*PROBLEM REQUIREMENTS*.
Arrange every line of the material below as a JSON list of strings, one string per line, with blank lines left out. Leave the pictures out of your answer.

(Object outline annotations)

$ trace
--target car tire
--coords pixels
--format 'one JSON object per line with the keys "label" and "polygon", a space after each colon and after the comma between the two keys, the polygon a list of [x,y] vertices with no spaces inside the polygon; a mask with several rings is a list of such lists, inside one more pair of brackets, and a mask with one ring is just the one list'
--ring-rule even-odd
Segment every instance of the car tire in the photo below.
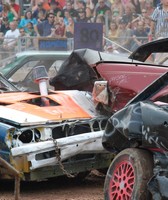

*RIGHT ANSWER*.
[
  "$ trace",
  "--target car tire",
  "--coords pixels",
  "--format 'one JSON object per line with the keys \"label\" and \"polygon\", a space after each colon and after the comma between the two keys, the polygon a list of [x,y] vertices with no spaces inside the polygon; a mask with several rings is a list of such lists, inside one more pair of brackets, and a mask with one ring is just the one list'",
  "--ring-rule even-odd",
  "Segment every instance of the car tire in the photo below."
]